Problem to work on: Look through the entries below and extract exactly the lines from the one containing "For every instance of the blue" through the one containing "For every instance of the soccer player", ends included.

Material provided:
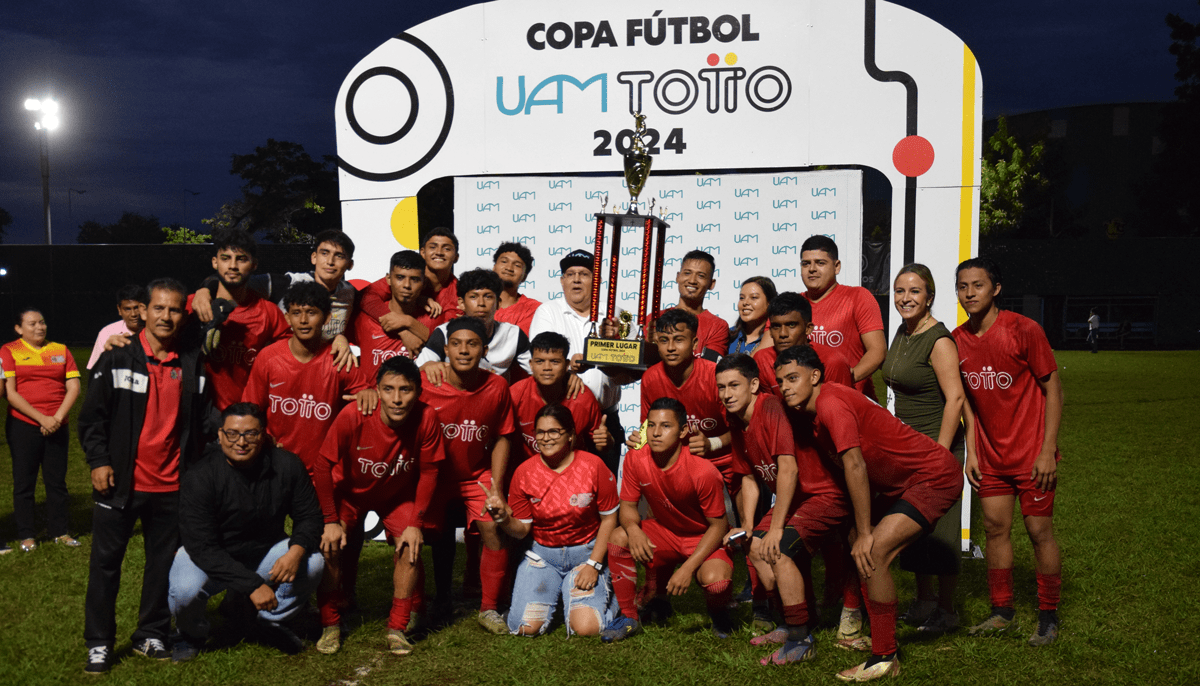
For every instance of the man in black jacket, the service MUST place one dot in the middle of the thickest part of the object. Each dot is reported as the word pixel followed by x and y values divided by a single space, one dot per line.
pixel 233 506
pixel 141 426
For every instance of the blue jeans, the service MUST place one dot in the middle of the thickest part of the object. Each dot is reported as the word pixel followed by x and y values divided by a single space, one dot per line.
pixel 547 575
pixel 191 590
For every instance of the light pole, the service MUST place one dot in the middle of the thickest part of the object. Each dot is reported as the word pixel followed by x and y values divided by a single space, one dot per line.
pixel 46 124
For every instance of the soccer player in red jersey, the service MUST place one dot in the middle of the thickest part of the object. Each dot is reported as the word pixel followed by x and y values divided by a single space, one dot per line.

...

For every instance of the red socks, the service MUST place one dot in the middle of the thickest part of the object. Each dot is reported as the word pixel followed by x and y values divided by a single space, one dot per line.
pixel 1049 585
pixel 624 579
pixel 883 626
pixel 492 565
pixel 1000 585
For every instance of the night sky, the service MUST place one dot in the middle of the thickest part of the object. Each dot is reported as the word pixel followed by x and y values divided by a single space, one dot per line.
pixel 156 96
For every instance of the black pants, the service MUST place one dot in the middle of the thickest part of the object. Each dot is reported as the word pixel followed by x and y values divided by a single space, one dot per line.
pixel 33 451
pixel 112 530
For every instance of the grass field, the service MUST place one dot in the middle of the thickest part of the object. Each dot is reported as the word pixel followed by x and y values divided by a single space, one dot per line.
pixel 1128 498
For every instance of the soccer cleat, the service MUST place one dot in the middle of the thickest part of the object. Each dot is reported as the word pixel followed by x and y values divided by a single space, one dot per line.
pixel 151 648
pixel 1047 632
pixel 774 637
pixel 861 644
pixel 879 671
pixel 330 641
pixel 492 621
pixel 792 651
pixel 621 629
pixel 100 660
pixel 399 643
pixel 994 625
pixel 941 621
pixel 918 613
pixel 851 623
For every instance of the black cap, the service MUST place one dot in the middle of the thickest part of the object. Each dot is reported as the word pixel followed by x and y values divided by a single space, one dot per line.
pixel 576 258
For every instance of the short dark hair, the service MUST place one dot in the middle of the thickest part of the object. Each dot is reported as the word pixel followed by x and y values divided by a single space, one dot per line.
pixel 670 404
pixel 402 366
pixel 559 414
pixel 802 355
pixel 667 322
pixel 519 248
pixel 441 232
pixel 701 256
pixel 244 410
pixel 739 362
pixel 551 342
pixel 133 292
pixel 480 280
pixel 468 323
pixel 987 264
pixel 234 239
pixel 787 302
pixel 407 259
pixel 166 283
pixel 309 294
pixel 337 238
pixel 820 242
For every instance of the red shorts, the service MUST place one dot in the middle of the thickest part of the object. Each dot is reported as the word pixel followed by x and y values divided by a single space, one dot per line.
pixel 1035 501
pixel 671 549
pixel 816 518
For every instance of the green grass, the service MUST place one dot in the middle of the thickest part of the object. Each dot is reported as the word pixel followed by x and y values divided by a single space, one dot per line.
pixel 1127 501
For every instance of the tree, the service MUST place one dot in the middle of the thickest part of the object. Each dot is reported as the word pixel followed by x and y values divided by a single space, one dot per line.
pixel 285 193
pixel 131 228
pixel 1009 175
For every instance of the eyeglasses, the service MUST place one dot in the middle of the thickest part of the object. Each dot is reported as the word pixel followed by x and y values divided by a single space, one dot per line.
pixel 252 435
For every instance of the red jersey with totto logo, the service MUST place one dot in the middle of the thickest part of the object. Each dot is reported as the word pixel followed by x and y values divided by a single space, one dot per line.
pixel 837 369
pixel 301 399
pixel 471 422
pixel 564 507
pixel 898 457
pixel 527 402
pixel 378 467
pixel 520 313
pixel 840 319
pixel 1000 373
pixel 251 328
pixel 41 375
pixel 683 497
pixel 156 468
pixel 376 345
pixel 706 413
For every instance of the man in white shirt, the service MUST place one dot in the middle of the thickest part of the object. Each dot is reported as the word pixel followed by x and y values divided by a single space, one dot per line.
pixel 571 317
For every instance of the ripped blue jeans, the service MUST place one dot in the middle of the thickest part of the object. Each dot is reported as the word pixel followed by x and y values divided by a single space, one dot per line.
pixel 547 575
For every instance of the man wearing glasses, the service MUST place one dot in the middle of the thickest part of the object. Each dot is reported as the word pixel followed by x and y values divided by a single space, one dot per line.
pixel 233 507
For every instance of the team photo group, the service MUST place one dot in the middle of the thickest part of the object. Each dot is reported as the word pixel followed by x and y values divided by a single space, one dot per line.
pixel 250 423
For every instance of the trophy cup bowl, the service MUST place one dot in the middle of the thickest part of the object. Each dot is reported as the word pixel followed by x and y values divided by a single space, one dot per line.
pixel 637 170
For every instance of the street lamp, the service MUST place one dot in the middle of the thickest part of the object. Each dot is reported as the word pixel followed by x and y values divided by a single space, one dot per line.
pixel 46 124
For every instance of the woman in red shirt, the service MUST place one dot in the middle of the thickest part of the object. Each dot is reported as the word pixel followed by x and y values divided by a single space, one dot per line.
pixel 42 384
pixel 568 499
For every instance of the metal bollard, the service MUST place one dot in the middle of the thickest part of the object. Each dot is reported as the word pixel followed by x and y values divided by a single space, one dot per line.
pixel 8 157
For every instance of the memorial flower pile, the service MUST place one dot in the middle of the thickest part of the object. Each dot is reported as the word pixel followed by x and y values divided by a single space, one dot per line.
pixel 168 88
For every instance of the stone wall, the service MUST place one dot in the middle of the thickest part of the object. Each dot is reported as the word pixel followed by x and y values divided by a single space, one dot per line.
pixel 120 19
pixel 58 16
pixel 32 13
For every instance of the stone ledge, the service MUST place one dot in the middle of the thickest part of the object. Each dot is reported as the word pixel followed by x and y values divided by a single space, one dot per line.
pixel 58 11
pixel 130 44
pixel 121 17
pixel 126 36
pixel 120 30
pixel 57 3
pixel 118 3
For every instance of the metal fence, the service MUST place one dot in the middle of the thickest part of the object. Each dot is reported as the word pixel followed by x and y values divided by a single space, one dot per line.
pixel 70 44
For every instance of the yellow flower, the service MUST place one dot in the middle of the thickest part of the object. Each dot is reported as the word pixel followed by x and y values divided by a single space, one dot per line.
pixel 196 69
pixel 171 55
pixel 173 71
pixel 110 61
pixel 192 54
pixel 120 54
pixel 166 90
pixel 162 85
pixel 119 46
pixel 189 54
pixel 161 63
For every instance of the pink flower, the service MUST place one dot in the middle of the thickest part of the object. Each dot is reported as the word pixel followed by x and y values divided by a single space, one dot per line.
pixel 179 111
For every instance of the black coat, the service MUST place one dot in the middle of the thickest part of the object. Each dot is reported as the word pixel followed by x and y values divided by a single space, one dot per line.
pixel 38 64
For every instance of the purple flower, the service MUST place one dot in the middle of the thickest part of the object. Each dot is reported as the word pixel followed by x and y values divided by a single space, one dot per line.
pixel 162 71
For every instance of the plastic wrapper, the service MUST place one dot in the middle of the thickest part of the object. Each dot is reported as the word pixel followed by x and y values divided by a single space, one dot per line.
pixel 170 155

...

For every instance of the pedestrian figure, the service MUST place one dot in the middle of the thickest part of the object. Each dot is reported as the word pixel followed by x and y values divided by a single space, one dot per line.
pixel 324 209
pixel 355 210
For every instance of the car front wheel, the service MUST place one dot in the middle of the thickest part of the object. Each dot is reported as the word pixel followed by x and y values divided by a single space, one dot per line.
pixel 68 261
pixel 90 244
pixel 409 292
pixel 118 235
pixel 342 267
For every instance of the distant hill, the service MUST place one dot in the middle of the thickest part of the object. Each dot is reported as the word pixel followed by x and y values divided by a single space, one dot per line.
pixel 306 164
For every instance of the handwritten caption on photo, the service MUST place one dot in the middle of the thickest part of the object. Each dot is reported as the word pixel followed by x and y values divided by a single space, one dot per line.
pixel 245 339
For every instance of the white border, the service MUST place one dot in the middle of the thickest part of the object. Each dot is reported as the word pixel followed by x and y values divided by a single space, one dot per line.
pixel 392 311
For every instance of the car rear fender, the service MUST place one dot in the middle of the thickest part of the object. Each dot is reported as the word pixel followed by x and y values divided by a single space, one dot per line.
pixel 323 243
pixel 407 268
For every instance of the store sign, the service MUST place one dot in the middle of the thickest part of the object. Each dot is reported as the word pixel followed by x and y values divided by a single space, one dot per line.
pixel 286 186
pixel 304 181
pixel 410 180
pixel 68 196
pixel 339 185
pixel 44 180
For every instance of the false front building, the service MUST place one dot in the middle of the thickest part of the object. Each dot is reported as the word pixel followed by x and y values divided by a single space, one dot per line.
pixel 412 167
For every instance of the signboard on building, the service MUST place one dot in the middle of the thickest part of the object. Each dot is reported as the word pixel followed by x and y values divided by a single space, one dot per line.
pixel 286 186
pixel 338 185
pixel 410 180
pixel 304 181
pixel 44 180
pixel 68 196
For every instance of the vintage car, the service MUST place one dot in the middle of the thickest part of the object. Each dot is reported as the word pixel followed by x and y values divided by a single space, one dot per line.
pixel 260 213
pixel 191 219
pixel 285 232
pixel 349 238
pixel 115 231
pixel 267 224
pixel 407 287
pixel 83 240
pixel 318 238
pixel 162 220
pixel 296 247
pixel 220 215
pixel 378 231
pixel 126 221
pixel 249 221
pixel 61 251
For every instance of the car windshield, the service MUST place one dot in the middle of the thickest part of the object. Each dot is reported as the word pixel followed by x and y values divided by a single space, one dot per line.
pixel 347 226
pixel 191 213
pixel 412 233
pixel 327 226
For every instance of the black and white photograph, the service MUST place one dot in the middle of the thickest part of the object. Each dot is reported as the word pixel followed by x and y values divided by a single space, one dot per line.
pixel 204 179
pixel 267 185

Solved exercise:
For every instance of the blue jeans, the service MUST place one dot in the middle of the thickest part of the object. Each dot is reported as the word pixel followed by x and y values divided by a single space, one dot per line.
pixel 547 575
pixel 191 590
For every instance of the light pole, the service MUST place one dot in the middle of the thickest part of the object. Each dot is reported as the word pixel followed by x and y values divided by a single space, one dot per line.
pixel 46 124
For every instance of the soccer player in red jersey, the service MUST place one dot in the middle of the thickest part of the object. Each dot is reported as the word pixel followed by x and y values divided by a single space, one dot per line.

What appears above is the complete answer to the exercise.